- _Task prompt_:
How many lines in the data that follows contain the word "soil"? Only that number is needed.

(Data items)
________________

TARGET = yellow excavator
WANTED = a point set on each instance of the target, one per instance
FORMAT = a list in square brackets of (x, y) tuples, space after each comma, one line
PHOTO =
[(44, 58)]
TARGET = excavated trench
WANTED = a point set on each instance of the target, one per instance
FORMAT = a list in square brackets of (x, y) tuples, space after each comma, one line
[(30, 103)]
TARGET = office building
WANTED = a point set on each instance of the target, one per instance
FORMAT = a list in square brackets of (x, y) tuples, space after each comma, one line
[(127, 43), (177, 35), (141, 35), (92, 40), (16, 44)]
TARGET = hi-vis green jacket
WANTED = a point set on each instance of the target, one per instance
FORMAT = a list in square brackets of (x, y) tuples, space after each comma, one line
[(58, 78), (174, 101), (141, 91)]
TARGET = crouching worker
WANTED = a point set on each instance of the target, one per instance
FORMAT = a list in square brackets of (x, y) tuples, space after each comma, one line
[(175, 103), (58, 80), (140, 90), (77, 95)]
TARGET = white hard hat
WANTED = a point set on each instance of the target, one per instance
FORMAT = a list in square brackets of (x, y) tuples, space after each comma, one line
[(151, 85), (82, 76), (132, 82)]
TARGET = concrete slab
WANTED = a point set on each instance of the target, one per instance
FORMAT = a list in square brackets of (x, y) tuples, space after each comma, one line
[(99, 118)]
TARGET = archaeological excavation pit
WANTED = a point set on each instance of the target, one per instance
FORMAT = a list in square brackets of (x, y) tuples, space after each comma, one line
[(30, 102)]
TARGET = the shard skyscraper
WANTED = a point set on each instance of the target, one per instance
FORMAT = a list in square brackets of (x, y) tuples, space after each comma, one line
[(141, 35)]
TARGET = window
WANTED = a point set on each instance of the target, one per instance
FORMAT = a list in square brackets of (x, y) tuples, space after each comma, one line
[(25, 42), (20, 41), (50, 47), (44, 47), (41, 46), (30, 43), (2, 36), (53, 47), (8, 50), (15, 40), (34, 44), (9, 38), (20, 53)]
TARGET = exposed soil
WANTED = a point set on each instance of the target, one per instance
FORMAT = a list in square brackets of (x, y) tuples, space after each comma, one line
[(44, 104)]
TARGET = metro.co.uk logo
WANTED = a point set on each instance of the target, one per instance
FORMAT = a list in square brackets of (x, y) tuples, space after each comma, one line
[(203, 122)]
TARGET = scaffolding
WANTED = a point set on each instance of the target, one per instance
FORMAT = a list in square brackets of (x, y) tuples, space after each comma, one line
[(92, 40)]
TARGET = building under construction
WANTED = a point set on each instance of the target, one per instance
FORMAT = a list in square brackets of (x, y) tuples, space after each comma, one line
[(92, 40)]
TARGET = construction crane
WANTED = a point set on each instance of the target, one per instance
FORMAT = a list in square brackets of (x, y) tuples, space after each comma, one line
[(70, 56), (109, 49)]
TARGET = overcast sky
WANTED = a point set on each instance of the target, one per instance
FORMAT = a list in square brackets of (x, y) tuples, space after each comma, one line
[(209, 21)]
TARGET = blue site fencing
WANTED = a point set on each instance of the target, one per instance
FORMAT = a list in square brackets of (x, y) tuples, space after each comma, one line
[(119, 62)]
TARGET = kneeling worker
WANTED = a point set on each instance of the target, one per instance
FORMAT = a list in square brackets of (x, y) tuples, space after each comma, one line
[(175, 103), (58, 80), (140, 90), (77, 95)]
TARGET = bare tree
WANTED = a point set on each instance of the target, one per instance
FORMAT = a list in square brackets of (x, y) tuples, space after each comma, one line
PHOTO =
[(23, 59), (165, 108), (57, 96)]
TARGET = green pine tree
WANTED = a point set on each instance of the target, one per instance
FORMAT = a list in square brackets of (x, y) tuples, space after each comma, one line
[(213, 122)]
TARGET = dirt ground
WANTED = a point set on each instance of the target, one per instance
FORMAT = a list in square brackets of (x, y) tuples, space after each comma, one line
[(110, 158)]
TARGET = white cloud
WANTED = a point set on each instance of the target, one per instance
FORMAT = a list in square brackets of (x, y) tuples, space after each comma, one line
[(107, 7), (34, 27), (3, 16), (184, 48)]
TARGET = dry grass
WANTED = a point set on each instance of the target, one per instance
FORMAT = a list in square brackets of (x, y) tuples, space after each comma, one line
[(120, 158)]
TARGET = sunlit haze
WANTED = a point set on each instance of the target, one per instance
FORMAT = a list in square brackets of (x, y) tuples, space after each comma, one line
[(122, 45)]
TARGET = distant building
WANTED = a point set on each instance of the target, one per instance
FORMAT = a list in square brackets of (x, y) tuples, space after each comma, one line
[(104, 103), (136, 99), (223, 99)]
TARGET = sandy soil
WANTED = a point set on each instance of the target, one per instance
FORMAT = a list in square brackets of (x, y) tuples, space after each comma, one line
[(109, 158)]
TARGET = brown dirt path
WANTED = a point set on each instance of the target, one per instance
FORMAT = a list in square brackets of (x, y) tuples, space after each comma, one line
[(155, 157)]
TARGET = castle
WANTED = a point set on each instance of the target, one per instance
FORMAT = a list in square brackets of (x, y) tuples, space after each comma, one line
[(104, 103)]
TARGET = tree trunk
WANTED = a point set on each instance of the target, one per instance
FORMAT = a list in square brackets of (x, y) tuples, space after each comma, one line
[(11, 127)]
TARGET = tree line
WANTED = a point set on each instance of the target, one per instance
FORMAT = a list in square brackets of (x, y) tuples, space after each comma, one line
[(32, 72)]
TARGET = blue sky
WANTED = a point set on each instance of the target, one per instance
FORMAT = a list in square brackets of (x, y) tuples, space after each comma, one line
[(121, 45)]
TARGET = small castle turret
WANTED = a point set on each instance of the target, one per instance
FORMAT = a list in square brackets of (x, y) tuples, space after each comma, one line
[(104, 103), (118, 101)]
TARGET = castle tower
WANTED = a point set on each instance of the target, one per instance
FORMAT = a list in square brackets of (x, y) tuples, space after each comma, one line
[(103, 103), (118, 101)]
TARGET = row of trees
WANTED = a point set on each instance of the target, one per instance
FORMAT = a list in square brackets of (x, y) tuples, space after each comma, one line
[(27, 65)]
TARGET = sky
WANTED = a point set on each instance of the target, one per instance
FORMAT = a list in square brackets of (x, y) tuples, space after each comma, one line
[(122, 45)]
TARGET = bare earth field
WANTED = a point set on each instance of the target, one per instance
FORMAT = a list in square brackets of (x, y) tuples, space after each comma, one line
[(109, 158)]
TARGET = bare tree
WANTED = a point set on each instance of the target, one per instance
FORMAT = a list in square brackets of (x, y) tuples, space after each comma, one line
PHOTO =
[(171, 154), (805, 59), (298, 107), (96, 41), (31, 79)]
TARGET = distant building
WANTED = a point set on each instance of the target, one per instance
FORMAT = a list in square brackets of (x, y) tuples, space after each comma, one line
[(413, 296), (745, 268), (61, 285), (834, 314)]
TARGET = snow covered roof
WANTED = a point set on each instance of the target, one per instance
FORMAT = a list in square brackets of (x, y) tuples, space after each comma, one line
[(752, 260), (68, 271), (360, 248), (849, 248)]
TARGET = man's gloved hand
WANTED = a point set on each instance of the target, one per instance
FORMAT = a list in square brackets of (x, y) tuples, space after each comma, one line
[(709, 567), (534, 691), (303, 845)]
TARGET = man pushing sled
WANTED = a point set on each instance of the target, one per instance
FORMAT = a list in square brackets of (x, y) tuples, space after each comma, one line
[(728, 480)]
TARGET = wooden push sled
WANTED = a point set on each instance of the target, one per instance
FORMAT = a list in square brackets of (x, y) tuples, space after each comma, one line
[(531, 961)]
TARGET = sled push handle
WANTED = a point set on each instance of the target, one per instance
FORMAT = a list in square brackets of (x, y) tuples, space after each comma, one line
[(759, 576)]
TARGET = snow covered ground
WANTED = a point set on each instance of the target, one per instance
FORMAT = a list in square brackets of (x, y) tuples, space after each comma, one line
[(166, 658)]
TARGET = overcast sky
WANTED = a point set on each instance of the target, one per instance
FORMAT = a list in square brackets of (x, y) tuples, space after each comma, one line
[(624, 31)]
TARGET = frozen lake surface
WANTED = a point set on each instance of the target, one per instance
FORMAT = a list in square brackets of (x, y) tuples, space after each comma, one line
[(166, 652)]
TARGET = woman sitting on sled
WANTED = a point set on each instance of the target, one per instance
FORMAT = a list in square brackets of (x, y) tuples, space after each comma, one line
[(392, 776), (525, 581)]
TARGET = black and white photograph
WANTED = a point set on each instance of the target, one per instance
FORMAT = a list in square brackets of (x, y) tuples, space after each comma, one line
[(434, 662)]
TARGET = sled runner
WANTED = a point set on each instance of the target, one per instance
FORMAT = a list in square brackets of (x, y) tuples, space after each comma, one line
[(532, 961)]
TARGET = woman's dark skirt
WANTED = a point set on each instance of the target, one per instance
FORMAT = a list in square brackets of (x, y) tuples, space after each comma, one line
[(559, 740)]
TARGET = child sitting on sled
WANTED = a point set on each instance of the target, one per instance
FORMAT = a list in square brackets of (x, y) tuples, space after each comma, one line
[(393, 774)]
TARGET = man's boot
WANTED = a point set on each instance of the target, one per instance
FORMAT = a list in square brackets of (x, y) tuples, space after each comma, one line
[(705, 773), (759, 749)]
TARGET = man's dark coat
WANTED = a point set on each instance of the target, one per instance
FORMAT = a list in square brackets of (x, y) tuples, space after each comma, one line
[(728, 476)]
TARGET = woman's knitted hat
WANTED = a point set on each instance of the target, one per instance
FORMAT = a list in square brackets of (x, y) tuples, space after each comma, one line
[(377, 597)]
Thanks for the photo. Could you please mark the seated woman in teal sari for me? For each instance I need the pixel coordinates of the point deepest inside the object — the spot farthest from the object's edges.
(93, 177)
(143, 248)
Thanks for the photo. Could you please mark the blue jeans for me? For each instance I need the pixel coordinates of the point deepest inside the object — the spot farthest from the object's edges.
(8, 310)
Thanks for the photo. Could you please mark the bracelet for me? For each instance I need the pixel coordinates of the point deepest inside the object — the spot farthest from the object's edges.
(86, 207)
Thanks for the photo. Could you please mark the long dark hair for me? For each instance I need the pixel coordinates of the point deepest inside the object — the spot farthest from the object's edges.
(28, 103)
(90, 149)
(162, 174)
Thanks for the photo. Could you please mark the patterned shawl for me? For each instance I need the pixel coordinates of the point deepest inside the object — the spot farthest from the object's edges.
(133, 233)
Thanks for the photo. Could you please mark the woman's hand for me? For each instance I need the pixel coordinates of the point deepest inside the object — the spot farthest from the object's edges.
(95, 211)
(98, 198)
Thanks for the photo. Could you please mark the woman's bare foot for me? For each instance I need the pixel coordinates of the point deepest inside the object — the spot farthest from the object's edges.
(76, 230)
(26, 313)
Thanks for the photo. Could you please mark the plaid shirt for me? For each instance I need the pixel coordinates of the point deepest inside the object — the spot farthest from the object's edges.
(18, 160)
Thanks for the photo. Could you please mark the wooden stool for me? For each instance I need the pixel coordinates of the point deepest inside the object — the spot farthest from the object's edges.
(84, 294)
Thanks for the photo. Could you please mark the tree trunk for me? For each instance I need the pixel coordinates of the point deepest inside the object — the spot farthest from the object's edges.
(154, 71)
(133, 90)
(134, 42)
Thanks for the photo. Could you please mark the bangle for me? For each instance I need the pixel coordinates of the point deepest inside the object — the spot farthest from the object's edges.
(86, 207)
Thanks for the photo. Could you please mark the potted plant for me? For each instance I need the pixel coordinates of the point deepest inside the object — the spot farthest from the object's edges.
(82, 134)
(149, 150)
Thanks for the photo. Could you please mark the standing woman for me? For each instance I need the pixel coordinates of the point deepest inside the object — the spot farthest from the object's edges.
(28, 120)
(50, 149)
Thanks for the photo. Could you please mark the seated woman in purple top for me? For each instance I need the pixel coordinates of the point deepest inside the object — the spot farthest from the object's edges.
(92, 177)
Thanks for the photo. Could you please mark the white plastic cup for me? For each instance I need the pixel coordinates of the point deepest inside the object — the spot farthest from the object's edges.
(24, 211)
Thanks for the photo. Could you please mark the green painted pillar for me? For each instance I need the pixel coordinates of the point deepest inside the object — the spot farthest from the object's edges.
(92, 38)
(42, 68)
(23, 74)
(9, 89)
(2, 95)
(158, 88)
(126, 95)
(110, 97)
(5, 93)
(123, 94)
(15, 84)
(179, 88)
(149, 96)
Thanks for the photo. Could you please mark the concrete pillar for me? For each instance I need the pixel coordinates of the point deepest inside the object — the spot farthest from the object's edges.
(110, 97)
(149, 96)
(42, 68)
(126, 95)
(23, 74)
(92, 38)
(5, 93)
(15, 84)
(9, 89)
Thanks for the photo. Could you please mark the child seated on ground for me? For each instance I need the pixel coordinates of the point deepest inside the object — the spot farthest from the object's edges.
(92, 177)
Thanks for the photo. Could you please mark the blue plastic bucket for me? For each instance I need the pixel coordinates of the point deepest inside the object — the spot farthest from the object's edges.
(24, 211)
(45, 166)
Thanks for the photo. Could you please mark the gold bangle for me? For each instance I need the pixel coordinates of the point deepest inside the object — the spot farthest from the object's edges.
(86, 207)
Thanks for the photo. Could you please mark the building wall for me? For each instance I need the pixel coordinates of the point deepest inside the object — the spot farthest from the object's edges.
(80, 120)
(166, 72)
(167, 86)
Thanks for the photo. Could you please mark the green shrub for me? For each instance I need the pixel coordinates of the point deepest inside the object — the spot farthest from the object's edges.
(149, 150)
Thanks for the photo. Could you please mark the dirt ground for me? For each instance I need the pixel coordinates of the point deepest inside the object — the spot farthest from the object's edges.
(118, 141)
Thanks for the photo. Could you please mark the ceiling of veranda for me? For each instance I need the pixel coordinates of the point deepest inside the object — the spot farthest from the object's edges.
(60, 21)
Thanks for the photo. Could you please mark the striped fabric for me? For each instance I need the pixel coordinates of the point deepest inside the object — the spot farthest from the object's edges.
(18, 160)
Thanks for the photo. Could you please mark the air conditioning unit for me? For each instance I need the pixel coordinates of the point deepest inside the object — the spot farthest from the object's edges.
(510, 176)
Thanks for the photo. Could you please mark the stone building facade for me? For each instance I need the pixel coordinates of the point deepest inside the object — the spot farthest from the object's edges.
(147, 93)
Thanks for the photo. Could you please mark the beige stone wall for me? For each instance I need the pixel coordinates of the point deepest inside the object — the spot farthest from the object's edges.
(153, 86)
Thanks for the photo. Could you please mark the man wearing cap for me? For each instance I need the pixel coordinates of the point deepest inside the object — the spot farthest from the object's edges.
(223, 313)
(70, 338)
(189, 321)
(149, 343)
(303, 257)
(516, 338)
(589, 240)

________________

- _Result of the exercise_:
2